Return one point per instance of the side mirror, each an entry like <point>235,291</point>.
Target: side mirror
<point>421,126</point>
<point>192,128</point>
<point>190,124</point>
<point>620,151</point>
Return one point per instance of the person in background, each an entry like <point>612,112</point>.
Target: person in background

····················

Problem to work on: Only the stretch of lines that begins with the one holding "Target: side mirror" and ends with the last line above belongs in the answer; please write it out exactly.

Exercise answer:
Target: side mirror
<point>421,126</point>
<point>192,128</point>
<point>190,124</point>
<point>620,151</point>
Return one point per instance of the person in background, each an entry like <point>612,112</point>.
Target: person in background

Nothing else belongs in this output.